How many lines of the listing below contain the string "brick"? Case matters. Give only the number.

# start of Supplied material

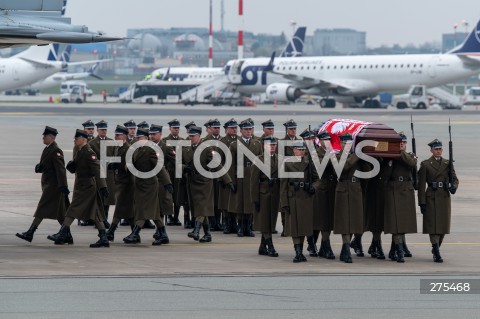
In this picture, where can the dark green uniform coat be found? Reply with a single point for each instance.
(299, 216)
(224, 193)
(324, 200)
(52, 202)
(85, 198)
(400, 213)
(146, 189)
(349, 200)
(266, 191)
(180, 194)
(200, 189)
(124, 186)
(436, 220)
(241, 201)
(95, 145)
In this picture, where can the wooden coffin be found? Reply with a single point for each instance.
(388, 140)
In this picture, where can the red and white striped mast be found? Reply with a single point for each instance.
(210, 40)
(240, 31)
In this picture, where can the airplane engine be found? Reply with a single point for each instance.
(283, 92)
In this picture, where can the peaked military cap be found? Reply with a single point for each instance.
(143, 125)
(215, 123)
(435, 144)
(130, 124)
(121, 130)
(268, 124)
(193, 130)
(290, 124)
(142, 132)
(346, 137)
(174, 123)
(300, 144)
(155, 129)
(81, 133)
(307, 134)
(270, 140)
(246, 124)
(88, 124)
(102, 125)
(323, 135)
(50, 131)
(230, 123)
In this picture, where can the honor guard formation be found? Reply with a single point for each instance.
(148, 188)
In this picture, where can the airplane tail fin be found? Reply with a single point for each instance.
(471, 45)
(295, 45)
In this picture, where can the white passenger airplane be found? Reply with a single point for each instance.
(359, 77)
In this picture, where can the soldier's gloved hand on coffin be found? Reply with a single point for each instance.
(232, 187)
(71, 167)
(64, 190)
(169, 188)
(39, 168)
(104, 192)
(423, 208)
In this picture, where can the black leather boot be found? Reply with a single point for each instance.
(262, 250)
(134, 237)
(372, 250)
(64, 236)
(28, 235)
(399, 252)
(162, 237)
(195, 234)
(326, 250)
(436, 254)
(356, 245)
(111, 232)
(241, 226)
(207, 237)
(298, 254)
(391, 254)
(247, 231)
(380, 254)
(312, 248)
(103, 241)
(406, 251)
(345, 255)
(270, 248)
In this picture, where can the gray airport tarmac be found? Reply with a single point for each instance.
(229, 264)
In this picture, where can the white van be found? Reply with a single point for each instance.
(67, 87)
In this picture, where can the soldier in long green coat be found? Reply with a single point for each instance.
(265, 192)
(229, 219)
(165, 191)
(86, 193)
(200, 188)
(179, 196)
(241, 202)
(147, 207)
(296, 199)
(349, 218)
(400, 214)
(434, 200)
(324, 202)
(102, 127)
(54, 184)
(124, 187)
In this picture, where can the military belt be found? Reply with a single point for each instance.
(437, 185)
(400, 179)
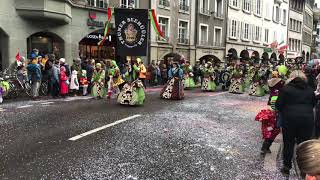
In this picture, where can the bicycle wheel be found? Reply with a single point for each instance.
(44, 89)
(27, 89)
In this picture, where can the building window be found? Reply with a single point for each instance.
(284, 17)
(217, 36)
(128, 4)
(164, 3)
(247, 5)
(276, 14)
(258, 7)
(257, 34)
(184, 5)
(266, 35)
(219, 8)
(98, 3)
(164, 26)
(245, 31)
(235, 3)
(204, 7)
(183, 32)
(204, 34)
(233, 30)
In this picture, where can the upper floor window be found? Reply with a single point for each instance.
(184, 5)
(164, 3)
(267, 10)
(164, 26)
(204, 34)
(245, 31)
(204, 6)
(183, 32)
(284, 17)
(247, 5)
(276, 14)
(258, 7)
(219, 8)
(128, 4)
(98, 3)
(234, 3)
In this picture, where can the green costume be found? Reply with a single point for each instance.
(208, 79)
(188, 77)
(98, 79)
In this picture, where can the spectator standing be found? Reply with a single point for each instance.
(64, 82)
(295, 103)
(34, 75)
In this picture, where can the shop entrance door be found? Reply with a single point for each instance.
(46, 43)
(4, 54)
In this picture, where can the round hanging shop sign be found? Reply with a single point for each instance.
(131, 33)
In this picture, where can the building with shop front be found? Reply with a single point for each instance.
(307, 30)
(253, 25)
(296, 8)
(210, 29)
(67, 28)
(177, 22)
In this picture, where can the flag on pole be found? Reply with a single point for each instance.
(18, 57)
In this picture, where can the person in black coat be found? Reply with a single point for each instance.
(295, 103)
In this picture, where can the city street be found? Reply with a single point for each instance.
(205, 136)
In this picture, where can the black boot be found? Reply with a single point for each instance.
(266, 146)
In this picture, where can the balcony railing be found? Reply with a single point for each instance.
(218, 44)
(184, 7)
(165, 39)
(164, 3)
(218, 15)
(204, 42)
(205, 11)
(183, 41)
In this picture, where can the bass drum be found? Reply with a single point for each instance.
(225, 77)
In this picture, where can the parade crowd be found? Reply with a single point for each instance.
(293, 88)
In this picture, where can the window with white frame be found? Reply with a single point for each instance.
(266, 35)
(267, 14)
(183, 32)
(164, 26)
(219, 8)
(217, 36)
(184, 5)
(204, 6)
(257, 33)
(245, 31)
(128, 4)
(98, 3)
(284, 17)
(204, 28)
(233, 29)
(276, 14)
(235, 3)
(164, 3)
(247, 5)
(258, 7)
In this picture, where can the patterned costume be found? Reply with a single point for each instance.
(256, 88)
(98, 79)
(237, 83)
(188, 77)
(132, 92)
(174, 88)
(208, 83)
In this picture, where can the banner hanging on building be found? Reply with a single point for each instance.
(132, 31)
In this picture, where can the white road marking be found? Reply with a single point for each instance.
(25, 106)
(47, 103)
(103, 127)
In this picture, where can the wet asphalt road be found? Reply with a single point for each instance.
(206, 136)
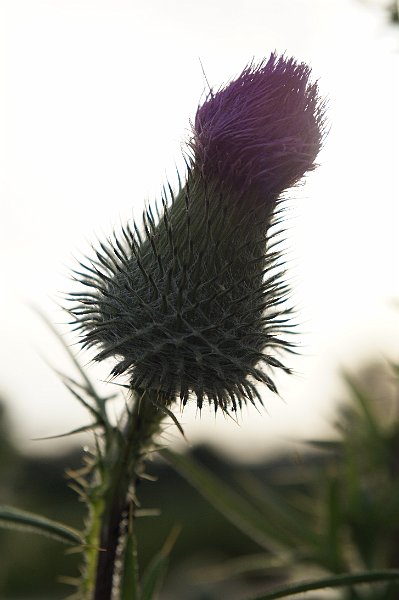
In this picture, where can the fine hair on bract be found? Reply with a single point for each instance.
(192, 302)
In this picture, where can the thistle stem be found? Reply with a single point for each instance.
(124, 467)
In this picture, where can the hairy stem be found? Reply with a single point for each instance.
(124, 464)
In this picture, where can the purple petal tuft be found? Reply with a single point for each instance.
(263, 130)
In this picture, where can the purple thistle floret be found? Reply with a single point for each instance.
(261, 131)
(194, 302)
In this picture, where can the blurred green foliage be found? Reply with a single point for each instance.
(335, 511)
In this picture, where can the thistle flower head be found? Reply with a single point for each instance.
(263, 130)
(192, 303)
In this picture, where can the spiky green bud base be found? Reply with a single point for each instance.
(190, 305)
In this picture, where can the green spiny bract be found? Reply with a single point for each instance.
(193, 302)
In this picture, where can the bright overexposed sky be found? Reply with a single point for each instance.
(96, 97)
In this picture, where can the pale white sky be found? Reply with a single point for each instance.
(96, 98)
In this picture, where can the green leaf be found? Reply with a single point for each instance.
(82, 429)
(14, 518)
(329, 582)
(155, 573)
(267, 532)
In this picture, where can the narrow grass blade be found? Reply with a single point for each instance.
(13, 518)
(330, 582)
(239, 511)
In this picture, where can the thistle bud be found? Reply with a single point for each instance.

# end of Supplied material
# start of Supplied material

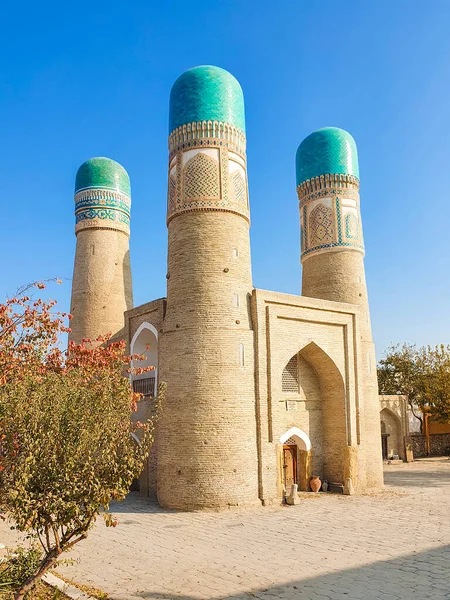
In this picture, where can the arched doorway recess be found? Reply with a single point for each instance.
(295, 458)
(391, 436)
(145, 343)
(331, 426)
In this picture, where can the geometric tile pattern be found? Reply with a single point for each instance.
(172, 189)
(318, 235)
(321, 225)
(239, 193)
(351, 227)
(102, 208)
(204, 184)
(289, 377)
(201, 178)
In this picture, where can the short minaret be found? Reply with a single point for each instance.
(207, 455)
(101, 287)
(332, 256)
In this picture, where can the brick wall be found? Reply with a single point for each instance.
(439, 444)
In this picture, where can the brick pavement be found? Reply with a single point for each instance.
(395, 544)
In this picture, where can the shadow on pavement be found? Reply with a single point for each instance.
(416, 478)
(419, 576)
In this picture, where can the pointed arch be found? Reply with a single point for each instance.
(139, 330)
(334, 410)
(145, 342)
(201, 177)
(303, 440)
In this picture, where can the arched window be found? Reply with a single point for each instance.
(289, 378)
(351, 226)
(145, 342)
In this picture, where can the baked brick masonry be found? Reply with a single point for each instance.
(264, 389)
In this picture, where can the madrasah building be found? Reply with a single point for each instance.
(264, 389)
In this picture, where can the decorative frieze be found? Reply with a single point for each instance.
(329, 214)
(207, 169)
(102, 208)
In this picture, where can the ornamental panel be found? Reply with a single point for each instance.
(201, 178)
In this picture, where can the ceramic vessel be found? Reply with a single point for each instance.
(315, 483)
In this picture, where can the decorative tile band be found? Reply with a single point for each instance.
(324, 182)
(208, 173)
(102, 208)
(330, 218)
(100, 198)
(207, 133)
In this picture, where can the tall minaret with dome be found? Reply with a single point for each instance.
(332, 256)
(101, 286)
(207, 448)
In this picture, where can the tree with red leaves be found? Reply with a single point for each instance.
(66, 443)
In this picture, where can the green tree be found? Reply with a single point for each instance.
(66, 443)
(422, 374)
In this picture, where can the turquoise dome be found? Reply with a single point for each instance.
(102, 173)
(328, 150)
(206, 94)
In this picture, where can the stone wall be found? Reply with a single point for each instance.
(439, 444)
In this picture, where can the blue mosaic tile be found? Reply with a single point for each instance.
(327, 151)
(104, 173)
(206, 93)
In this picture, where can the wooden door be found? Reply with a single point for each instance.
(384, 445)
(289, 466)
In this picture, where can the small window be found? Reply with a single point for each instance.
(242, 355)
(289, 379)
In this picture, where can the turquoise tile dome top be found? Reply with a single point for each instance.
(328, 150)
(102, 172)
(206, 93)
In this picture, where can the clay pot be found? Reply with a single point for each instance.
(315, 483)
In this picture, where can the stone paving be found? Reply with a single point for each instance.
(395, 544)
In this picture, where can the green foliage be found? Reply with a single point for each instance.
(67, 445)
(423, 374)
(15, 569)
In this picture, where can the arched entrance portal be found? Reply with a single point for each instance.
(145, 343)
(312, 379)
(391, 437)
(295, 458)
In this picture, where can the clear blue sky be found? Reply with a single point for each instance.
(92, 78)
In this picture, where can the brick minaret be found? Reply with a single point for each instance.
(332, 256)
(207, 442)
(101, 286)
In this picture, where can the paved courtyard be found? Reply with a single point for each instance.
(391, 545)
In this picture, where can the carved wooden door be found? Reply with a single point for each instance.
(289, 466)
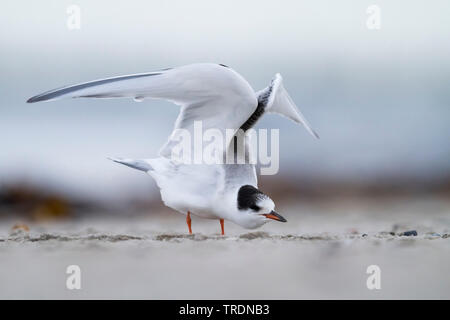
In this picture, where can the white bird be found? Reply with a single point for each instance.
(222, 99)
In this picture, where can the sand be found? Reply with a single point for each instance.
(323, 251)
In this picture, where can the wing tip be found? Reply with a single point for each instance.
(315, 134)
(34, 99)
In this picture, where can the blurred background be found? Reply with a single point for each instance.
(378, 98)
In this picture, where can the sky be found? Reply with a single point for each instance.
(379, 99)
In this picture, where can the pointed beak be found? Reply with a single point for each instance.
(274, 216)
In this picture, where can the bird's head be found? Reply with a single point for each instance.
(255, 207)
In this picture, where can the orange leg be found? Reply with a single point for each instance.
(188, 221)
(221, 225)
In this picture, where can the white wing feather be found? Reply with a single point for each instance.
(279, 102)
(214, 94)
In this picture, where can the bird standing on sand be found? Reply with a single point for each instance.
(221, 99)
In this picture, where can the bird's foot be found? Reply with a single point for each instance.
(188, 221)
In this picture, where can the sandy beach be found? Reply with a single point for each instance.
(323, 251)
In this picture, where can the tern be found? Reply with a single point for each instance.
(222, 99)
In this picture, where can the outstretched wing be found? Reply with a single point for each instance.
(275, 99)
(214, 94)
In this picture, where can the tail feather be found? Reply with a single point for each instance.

# end of Supplied material
# start of Supplied material

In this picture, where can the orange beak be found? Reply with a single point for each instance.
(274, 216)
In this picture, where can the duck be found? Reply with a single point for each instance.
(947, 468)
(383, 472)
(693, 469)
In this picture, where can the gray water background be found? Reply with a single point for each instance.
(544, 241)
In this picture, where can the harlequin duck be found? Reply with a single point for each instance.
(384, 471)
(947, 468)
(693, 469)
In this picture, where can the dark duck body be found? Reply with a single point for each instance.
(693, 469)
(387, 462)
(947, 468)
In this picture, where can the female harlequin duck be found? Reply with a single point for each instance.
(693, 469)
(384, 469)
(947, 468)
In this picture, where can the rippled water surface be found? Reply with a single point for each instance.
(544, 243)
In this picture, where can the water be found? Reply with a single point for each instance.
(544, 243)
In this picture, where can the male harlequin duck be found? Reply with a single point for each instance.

# end of Supplied material

> **Correct answer**: 4